**PROVIDED ENTRIES:**
-- Opening Marker --
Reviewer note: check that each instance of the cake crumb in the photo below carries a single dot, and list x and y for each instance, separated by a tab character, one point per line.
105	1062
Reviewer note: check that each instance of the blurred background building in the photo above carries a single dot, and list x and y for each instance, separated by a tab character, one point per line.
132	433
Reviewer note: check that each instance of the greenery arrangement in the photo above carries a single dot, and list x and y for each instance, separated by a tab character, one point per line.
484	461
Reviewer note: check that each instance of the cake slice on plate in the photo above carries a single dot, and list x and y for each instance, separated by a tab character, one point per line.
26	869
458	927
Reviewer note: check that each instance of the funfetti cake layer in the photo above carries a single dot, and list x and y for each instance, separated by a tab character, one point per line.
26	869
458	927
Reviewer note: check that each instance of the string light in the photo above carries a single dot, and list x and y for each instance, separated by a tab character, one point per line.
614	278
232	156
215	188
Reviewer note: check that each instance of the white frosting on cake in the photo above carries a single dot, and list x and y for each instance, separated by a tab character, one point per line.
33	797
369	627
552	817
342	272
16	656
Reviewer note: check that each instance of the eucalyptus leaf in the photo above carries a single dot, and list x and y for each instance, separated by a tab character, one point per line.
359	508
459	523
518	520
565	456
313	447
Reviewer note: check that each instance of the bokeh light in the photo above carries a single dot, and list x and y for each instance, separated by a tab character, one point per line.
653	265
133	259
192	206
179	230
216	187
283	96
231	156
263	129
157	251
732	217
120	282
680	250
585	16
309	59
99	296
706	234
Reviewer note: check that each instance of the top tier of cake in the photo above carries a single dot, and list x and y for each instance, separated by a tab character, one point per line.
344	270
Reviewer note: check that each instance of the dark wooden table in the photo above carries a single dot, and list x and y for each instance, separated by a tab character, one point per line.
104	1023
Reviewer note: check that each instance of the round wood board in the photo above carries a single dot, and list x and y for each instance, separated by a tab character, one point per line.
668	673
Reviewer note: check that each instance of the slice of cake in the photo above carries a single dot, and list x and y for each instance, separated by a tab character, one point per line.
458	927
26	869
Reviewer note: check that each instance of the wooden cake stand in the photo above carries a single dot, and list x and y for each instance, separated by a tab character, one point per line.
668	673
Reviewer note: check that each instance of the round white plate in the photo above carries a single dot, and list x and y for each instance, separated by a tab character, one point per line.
-- Closing Marker --
**TASK PROMPT:** Only an exact transcription of all the entries will do.

**RESPONSE BOX:**
Reviewer note: check that each instance of the cake crumb in the photo below carries a single dot, and list x and y for each instance, separated by a tab character, one point per line.
105	1062
Reviewer note: check that each instance of the blurred background building in the photo above carries a single dot, and list x and y for each instance, separated by a tab character, one point per line.
132	433
Reviewer note: check that each instance of the greenery arrangement in the photo above carries a single dot, and list x and y for each instance, separated by a tab character, one point per line.
484	461
Reviewer note: check that each instance of the cake slice on plate in the photo above carries a single dot, and list x and y for each instance, separated by a tab character, one point per line.
26	869
458	927
Reviewer note: check that each instance of the funfetti cake layer in the photo above carries a single dot, and list x and y for each instance, separated by a tab character, one point per line.
26	869
458	927
Reviewer note: check that each instance of the string light in the photo above carries a single dot, and list x and y for each instance, separated by a tab character, one point per line.
614	278
232	156
215	188
Reviewer note: check that each instance of the white frosting on cake in the photo above carries a single dot, and list x and y for each instance, separated by a tab character, one point per line.
33	797
369	627
552	817
342	272
16	656
Reviewer note: check that each instance of the eucalyptus leaf in the photo above carries a single dot, and list x and y for each instance, separated by a tab character, one point per line.
359	508
459	523
518	520
565	456
313	447
Reviewer note: check that each instance of the bokeh light in the photo above carries a single dot, and list x and y for each instance, separated by a tab character, one point per line.
653	265
133	259
192	206
179	230
216	187
283	96
231	156
263	129
157	251
732	217
120	282
680	250
585	16
309	59
99	296
706	234
Reviewer note: check that each instance of the top tier of cake in the photo above carries a single dot, and list x and y for each instance, separated by a tab character, one point per line.
344	270
Reviewer note: check that each instance of the dark wooden table in the photo above carries a single dot, and list x and y for each instance, separated by a tab character, one point per line.
104	1023
Reviewer note: check that each instance of the round wood board in the photo above carries a single dot, and list x and y for each instance, separated by a tab character, one point per line.
668	673
Reviewer note: check that each instance of the slice of cake in the photo above carries a single dot, and list x and y for each instance, separated by a tab character, one point per line.
458	927
26	869
Reviewer note: check that each instance of the wooden cake stand in the photo above carries a single dot, and list x and y for each instance, separated by a tab character, one point per line.
668	673
Reviewer note: check that each instance of the round white plate in the photo above carries a single dot, and list x and y for each instance, separated by a tab character, one point per line.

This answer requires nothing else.